Passage du texte:
+++

Le chronométrage sportif, développé par le groupe Bodet dans les années soixante-dix, a apporté sa notoriété à l’entreprise — Photo : Groupe Bodet

L’abbé Thuillier, curé de Trémentines en 1868, ne saura jamais qu’il a un peu contribué à l’histoire du groupe Bodet. Cette année-là, le conseil municipal de la commune choletaise décide de l’installation d’une horloge dans le clocher de sa nouvelle église. Et le curé de déclarer : "Paul, cette horloge, tu vas la faire !" Paul, c’est Paul Bodet, menuisier-ébéniste dans le village. Curieux et passionné de mécanique, il se forme alors à l’horlogerie et installe cette fameuse horloge, toute première réalisation à l’origine de l’aventure Bodet.

15 novembre 1868: le Conseil municipal de Trémentines commande à Paul Bodet une horloge pour l'église du village. C'est le début de l'aventure — Photo : Groupe Bodet

156 ans plus tard, Pascal Bodet préside le groupe familial. De 1868 à 2024, de Paul à Pascal, cinq générations de dirigeants se sont succédé, de père en fils. Et récemment, le groupe a franchi la barre symbolique des 1 000 collaborateurs.

Des horloges pour les églises

Retour en 1868 : de Trémentines, Paul Bodet étend son activité aux villages alentour, jusqu’en 1918 où lui succède son fils Emmanuel.

Le campanaire a été la première activité de Bodet. Elle est toujours présente dans le groupe — Photo : Groupe Bodet

"Les deux premières générations ont été installateurs d’horloges dans les églises, raconte Jean-Pierre Bodet, quatrième du nom qui dirigea la société familiale de 1992 à 2016 et conserve aujourd’hui la fonction de directeur général délégué. De 1940 à 1944, l’activité s’est arrêtée, et mon grand-père avait un magasin d’horlogerie dans le bourg de Trémentines."

+++

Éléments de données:
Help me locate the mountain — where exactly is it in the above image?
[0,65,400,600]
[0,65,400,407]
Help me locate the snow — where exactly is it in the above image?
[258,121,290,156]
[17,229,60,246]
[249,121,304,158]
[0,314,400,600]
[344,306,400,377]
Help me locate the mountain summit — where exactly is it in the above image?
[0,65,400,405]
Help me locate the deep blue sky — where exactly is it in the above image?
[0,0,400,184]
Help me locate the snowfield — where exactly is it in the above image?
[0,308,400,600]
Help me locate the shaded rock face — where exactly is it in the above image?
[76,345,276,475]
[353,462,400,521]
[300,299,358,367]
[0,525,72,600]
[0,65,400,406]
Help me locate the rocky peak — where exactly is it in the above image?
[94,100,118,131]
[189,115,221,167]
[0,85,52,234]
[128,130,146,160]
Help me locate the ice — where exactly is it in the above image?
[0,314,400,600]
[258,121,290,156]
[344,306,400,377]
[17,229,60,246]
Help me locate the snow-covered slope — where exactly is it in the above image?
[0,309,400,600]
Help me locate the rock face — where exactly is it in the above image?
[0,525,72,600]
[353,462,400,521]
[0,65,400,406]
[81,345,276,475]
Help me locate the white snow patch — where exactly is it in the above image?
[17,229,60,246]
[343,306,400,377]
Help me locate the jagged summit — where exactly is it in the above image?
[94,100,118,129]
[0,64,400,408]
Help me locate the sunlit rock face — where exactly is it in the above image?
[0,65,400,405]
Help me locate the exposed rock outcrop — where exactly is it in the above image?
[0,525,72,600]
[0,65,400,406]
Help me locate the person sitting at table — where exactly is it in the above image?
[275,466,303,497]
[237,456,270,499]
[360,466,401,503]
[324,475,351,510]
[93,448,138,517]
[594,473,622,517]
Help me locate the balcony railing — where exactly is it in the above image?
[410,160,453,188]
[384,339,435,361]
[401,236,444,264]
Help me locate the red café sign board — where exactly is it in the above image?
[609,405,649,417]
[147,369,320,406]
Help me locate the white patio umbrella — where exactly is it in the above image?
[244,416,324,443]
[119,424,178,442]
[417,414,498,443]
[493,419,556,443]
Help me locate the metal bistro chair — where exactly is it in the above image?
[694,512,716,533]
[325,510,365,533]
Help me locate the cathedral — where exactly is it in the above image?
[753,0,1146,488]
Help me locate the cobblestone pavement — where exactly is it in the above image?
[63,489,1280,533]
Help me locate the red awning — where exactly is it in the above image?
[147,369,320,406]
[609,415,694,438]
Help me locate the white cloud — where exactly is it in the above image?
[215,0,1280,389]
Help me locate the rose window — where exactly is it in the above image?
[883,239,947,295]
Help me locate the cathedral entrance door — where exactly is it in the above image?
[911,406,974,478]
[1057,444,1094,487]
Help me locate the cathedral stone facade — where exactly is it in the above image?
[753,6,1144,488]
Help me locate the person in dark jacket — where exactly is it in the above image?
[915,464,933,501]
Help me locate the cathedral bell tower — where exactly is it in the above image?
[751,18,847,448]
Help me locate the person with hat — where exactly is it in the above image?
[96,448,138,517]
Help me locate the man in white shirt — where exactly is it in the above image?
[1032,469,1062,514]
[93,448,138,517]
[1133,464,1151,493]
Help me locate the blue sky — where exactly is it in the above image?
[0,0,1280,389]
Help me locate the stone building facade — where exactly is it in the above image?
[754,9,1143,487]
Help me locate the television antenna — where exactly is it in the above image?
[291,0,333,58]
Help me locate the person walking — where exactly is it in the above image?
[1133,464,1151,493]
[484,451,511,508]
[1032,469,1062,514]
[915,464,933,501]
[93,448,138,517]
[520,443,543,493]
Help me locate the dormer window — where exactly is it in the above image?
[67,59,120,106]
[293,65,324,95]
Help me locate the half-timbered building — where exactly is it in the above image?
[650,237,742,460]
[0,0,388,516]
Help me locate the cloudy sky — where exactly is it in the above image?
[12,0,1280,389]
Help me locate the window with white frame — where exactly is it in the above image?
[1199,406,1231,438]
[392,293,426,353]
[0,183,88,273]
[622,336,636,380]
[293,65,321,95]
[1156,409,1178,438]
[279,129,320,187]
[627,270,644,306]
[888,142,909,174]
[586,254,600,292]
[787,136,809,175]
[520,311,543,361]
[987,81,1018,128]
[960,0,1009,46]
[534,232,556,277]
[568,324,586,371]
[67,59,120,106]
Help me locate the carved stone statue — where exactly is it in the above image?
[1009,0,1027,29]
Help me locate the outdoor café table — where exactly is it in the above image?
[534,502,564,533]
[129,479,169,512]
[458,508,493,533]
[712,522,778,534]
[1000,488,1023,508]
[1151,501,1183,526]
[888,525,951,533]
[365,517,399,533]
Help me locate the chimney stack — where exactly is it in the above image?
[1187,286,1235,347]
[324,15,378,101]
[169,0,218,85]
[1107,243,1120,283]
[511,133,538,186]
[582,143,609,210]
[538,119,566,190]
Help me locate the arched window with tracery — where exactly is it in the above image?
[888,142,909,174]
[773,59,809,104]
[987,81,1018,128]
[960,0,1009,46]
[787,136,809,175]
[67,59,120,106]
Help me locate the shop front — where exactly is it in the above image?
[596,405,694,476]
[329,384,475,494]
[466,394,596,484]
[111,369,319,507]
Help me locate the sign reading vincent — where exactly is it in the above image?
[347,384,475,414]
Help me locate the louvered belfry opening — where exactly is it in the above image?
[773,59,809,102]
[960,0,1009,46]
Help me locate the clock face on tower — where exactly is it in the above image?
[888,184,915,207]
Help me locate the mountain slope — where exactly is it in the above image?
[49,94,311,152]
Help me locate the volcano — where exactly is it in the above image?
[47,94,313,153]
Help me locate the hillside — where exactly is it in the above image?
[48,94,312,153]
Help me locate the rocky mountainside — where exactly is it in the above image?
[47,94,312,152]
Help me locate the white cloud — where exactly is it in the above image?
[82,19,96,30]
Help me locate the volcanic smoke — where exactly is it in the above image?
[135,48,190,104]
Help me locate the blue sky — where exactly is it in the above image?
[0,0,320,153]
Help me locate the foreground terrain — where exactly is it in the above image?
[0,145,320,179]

+++

Travail à réaliser:
• A. D'après le texte sur l'histoire du groupe Bodet, en quelle année Emmanuel a-t-il succédé à son père Paul Bodet ?
• B. Reprenez le texte sur l'histoire du groupe Bodet à la suite de sa dernière phrase.

Liste des réponses:
• A. En 1918.

• B.
La fée électricité active les cloches

Au sortir de la guerre, Pierre Bodet prend la suite. Ingénieur des Arts et Métiers, il relance l’installation d’horloges dans les édifices religieux et surtout développe une nouvelle activité : l’électrification des cloches d’église, jusqu’alors sonnées à la main.

"Le marché a explosé, relate Jean-Pierre Bodet. Mon père a commencé seul, puis l’entreprise a rapidement compté 10, 20, puis 50 salariés." En 2024, l’activité campanaire existe toujours au sein du groupe Bodet et est même repartie en croissance depuis une douzaine d’années. Le groupe assure en effet l’entretien des horloges et des systèmes de sonnerie dans environ 15 000 des quelque 42 000 églises de l’Hexagone. Et il a même une activité on ne peut plus traditionnelle : la réparation des cloches, qu’il est le seul à effectuer en France.

Nécessaire diversification dans les années 70

À partir de 1955, l’entreprise a aussi fabriqué ses propres horloges. Un atout à l’aube des années soixante-dix, car Pierre Bodet sait que le campanaire ne suffira pas pour entretenir l’expansion de la PME familiale. "Il a alors fabriqué des horloges pour les établissements scolaires et rapidement aussi pour les entreprises, indique Jean-Pierre Bodet, au départ dans l’Ouest puis dans toute la France." C’est alors pour Bodet, spécialiste du campanaire depuis déjà un siècle, le début de la diversification.

Ouverture au sport et premiers chronomètres

En 1973, Jean-Pierre Bodet entre à son tour dans l’entreprise familiale. Ingénieur en électronique, il va développer l’activité des chronomètres sportifs tout juste naissante.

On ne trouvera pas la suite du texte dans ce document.